[Source data]
○ ○ ○ ○

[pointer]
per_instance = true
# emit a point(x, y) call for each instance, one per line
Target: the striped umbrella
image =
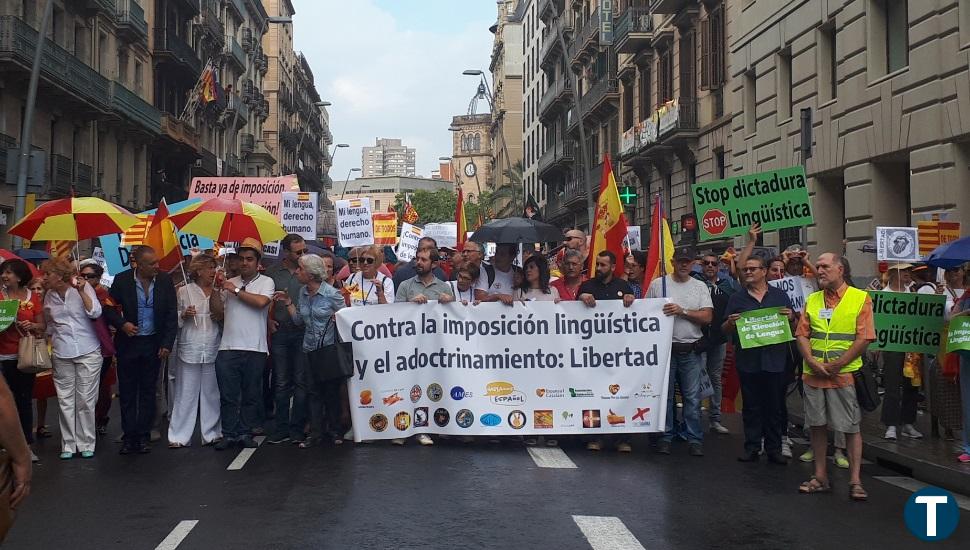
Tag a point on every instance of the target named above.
point(73, 219)
point(229, 220)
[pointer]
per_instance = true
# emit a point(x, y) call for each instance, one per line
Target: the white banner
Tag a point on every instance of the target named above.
point(407, 248)
point(355, 227)
point(533, 368)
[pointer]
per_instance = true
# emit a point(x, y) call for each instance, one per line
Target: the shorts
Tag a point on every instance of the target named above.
point(837, 408)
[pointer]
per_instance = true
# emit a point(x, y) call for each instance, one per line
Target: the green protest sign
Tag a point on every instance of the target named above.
point(763, 327)
point(906, 321)
point(8, 313)
point(776, 199)
point(958, 339)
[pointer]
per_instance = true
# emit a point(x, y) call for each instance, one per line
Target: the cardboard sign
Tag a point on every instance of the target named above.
point(408, 247)
point(729, 207)
point(355, 224)
point(897, 244)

○ ○ ○ ○

Prompt
Give the data again exactly, image-free.

Response
[pointer]
per_instance = true
# emit a point(x, y) call for each instance, one per line
Target: the striped umbrella
image =
Tag a point on every instance of the target named above.
point(73, 219)
point(229, 220)
[pointer]
per_instance = true
# emit a point(x, y) call for each instance, one per line
Target: the white banner
Tag a point on every instance of the target named above.
point(407, 248)
point(355, 227)
point(533, 368)
[pointer]
per_instance = true
# emit a point(x, y) call for each instance, one per line
Target: the shorts
Tag a point on every instance of the target named above.
point(837, 408)
[pointer]
per_instance = true
# emit a point(x, y) call for each instance, one per line
Target: the green protest sign
Tag a point on every instance of the target named above.
point(763, 327)
point(906, 321)
point(8, 313)
point(776, 199)
point(958, 339)
[pointer]
per_instance = true
# emit a point(x, y) call for each instance, one per line
Target: the cardboard sign
Tag a point on every instance of the target named above.
point(408, 247)
point(729, 207)
point(355, 224)
point(897, 244)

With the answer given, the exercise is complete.